Work item
Reproduce exactly the lines that run from the start of the records below to the line with "box: [361, 90, 373, 580]", inclusive.

Source material
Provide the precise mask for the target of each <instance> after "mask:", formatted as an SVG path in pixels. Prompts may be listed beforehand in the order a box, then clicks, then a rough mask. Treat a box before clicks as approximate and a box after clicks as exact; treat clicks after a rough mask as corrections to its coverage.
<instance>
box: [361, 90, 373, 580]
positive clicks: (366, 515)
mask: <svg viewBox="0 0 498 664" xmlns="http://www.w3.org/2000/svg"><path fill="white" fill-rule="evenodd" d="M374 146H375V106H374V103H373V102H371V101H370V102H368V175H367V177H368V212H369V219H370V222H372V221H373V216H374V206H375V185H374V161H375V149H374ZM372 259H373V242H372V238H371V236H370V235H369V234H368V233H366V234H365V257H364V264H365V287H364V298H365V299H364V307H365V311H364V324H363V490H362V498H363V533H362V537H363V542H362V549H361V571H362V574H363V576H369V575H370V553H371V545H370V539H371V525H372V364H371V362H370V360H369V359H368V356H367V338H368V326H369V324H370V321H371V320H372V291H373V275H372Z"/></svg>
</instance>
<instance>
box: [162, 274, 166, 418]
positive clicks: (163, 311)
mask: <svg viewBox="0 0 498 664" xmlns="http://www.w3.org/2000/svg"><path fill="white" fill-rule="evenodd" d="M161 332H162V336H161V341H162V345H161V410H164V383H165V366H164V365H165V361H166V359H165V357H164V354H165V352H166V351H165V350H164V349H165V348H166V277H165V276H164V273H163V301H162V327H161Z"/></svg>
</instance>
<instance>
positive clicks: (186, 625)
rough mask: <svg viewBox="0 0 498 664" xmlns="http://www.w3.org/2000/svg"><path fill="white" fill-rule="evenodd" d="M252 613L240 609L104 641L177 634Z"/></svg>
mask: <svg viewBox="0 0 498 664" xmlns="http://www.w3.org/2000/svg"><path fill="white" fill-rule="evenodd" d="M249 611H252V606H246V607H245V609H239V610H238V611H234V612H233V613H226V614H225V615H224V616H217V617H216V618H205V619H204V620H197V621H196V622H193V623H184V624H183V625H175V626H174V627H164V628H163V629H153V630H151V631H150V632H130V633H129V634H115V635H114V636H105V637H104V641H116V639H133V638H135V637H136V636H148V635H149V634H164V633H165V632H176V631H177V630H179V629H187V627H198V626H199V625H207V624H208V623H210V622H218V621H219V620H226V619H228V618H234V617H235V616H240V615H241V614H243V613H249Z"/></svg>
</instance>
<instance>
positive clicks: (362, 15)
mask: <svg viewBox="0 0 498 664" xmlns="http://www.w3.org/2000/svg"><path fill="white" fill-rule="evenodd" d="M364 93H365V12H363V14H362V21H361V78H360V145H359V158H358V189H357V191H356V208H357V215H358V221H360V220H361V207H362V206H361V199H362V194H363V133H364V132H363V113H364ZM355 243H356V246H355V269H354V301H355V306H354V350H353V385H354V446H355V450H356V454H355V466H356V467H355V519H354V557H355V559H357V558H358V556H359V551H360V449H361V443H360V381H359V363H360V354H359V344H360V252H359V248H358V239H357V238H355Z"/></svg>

Solution for this exercise
Provide the precise mask for the target of each <instance> after "mask:", formatted as an SVG path in pixels. Prompts may be listed beforehand in the order a box, then clicks, then a rough mask. Treat a box before clicks as approximate and a box after clicks as exact; treat clicks after a rough mask as corrections to its coverage.
<instance>
box: [361, 90, 373, 580]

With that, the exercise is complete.